PAGE →

++++

If you are vegetarian, you can also opt for pure veg. You’ll know you’ve arrived at Mustafa’s when you see the long line snaking down the street.
Audrey doesn’t waste any time diving in.
READ MORE: Berlin Cheap Eats: Top 10 Under 5 Euros
Greece (Crete): Bugatsa
On the Greek island of Crete, it sometimes seemed as though all we did was eat. In the island’s main city of Heraklion, just prior to our departure, we were recommended to try bugatsa, a pastry filled with cream and/or cheese, and sprinkled with powdered sugar. The most famous bugatsa is served at Kipkop, a bakery founded in 1922 by Armenian immigrants whose descendants dish the same original recipe to this day.
Cheese and cream-filled bugatsa at Kipkop in Heraklion, Crete.
Guatemala served as our first stop in Central America. We took to street food in Antigua almost straight away. This, a chuchito (similar to a Mexican tamale – shredded meat and vegetables stuffed in a mass of boiled, ground corn), was smothered in fresh guacamole, salsa and cabbage.
A street-side chuchito for lunch in Antigua, Guatemala.
Haiti: Mayi Moulen Kole ak Legim
Lots of street food in Haiti is fried — plantains, pork, other meat bits, potatoes, etc. But if you’re looking for a hearty meal for just a couple dollars, this dish of cornmeal, beans and vegetable stew (mayi moulen kole ak legim) is where it’s at. The cornmeal consistency is somewhere between polenta and cream-of-wheat (or cream-of-cornmeal, as it were).
Morning stop for cornmeal, beans and vegetable stew in Jacmel, Haiti.
READ MORE: Haitian Food: From Pwason to Pikliz
While the rest of Central America is all about the corn, Honduras’ staple street food dish — the baleada — is made with wheat flour. And honestly, this was a relief after three months of maize. Stuffed with combinations of cheese, beans, eggs, and various meats, baleadas quickly became our Honduran comfort food.
Breakfast of champions: bean stuffed pupusa and bean and egg baleadas (right) in La Esperanza, Honduras.

++++

EXERCISE MATERIALS →
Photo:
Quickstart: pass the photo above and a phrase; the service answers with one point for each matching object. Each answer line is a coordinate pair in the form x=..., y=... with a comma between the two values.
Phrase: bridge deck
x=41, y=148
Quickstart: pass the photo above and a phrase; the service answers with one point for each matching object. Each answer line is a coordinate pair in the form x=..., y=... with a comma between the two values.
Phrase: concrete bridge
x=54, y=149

++++

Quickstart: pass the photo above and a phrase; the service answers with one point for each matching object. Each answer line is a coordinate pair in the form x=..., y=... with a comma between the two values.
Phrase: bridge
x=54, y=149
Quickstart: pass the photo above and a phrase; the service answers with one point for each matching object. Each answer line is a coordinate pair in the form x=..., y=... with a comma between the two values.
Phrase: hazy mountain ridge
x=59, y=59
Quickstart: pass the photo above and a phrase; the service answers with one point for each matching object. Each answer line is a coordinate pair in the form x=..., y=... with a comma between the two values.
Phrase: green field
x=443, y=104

++++

YOUR TASKS →
1. Change "polenta" to "grits" in the street food passage, starting at "Haiti: Mayi Moulen" and ending at "in Jacmel, Haiti.", and give that stretch again with the swap made.
2. Identify every line of the rows that contains the word "bridge" and copy each one.

ANSWER SET →
1.
Haiti: Mayi Moulen Kole ak Legim
Lots of street food in Haiti is fried — plantains, pork, other meat bits, potatoes, etc. But if you’re looking for a hearty meal for just a couple dollars, this dish of cornmeal, beans and vegetable stew (mayi moulen kole ak legim) is where it’s at. The cornmeal consistency is somewhere between grits and cream-of-wheat (or cream-of-cornmeal, as it were).
Morning stop for cornmeal, beans and vegetable stew in Jacmel, Haiti.

2.
Phrase: bridge deck
Phrase: concrete bridge
Phrase: bridge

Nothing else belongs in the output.